→ **WORK ITEM**
Return the listing exactly as it appears, but strip out the images.

● ● ● ● ● ● ●

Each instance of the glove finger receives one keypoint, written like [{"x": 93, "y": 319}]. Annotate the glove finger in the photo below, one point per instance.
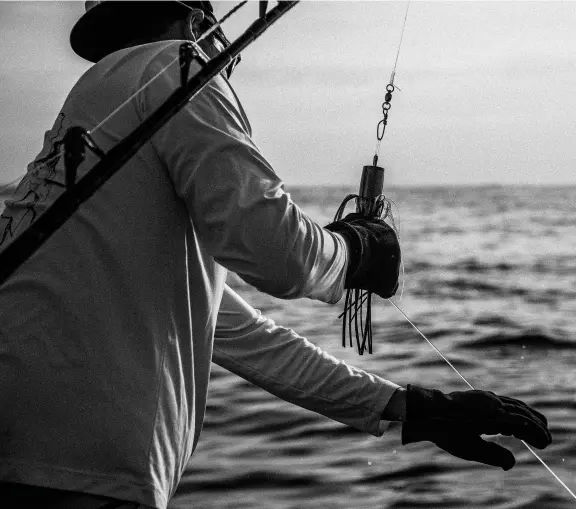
[
  {"x": 523, "y": 407},
  {"x": 525, "y": 428},
  {"x": 473, "y": 448},
  {"x": 519, "y": 426}
]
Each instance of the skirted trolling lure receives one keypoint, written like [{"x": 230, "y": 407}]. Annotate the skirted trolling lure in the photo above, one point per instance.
[{"x": 370, "y": 204}]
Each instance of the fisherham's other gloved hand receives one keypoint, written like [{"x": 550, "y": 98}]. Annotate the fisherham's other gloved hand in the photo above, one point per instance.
[
  {"x": 374, "y": 254},
  {"x": 455, "y": 421}
]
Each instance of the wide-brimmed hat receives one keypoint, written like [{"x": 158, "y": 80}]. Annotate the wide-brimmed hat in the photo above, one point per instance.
[{"x": 107, "y": 25}]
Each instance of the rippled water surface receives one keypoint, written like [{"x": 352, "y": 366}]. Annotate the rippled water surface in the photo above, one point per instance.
[{"x": 490, "y": 277}]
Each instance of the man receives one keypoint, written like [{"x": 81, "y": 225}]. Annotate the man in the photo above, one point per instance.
[{"x": 108, "y": 331}]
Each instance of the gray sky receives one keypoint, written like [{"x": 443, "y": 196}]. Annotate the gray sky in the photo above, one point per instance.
[{"x": 488, "y": 89}]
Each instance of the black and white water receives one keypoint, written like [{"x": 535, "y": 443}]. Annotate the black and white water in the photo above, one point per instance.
[{"x": 490, "y": 278}]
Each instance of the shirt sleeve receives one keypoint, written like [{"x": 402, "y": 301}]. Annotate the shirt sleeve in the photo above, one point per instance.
[
  {"x": 287, "y": 365},
  {"x": 237, "y": 204}
]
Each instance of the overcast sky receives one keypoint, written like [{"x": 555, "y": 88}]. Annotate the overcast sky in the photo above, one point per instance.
[{"x": 488, "y": 89}]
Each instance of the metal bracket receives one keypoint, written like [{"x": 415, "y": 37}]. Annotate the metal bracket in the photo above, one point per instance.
[
  {"x": 187, "y": 53},
  {"x": 76, "y": 140}
]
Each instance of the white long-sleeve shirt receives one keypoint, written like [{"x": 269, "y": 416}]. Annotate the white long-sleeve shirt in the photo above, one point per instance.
[{"x": 108, "y": 331}]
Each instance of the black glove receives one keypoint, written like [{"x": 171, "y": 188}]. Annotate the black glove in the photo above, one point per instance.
[
  {"x": 374, "y": 254},
  {"x": 455, "y": 421}
]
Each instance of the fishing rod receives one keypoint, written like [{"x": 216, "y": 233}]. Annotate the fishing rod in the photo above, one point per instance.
[{"x": 77, "y": 140}]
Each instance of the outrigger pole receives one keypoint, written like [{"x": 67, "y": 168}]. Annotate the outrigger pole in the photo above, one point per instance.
[{"x": 77, "y": 139}]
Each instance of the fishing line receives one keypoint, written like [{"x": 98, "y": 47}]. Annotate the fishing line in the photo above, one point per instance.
[
  {"x": 471, "y": 387},
  {"x": 389, "y": 88},
  {"x": 162, "y": 71}
]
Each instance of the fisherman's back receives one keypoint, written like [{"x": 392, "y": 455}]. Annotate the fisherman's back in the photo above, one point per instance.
[{"x": 106, "y": 331}]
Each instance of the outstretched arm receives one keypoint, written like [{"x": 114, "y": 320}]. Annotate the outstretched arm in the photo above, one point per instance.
[{"x": 287, "y": 365}]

● ● ● ● ● ● ●

→ **OUTPUT FOR THIS EXERCISE**
Each instance of the glove finger receives one keypoint, written like [{"x": 93, "y": 319}]. Annotate the glove finger in the photo below, one point per instance.
[
  {"x": 523, "y": 407},
  {"x": 525, "y": 428},
  {"x": 473, "y": 448},
  {"x": 519, "y": 426}
]
Each instance of the skirted trolling lure receives one keypoint, written like [{"x": 230, "y": 407}]. Annotate the skirted trolling lure in the photo above, one point per instance.
[{"x": 370, "y": 204}]
Each instance of the fisherham's other gloved hand receives one keypoint, written like [{"x": 550, "y": 98}]. Annotate the fisherham's other gloved hand in the photo above, one point per instance.
[
  {"x": 374, "y": 254},
  {"x": 455, "y": 421}
]
Each instance of the wide-brimmed hat receives one keypoint, written like [{"x": 158, "y": 80}]. Annotate the wide-brimmed hat in the photo above, one point per instance.
[{"x": 107, "y": 25}]
Each instance of the rippled water surface receives one keypoint, written like [{"x": 352, "y": 366}]. Annotate the rippled water surface in the photo above, one point per instance.
[{"x": 490, "y": 277}]
Each instance of the man receives one keypoint, written like [{"x": 81, "y": 225}]. Annotate the man in the photo above, one point per instance.
[{"x": 108, "y": 331}]
Each instance of the gray sky receives one keypoint, written like [{"x": 443, "y": 196}]. Annotate the gray sky in the photo above, one point per instance.
[{"x": 488, "y": 89}]
Each instance of the black and white water receives one keypoint, written like [{"x": 535, "y": 443}]. Annotate the black and white water in the photo above, one point per instance.
[{"x": 490, "y": 278}]
Each instance of the shirt sleeve receives one keypoint, written like [{"x": 402, "y": 301}]. Annotate the shirt sleeve in the photo above, one point per instance.
[
  {"x": 287, "y": 365},
  {"x": 237, "y": 204}
]
Each instance of the overcast sky receives one keypoint, written like [{"x": 555, "y": 88}]. Annotate the overcast sky in the photo above, one point per instance.
[{"x": 488, "y": 89}]
Each instance of the metal bracket receives one keypoint, written like [{"x": 415, "y": 37}]. Annotate the metal bracket in the photo above, one point per instance.
[
  {"x": 187, "y": 53},
  {"x": 76, "y": 140}
]
Each instance of the white long-sleeve shirt receives one keypoint, written like [{"x": 269, "y": 416}]. Annotate the white long-sleeve shirt in the photo above, one point per instance.
[{"x": 108, "y": 331}]
Each instance of the black glove receives one keypoint, written like [{"x": 171, "y": 188}]. Annotate the black glove in the photo above, one point per instance.
[
  {"x": 374, "y": 254},
  {"x": 455, "y": 421}
]
Each instance of the fishing rod receives one keypoint, written like [{"x": 216, "y": 233}]. Annotate the fishing rod in the photo above, one point per instance.
[{"x": 77, "y": 140}]
Each instance of the outrigger pole receives one keypoint, written like [{"x": 67, "y": 168}]. Annotate the outrigger pole in the photo above, one point per instance.
[{"x": 77, "y": 139}]
Each instance of the fishing line receives one keypoint, written like [{"x": 98, "y": 47}]. Annotate the fishing line in the photo above, one point per instance.
[
  {"x": 471, "y": 387},
  {"x": 389, "y": 88},
  {"x": 162, "y": 71}
]
Each instance of the fisherman's back receives one keypoint, written like [{"x": 392, "y": 455}]. Annotate the fisherman's back in the photo above, one point per instance.
[{"x": 106, "y": 331}]
Each instance of the outstretched arm receives one keypoint, written like [{"x": 114, "y": 320}]. Annotate the outstretched arm in the photo above, one point per instance.
[{"x": 287, "y": 365}]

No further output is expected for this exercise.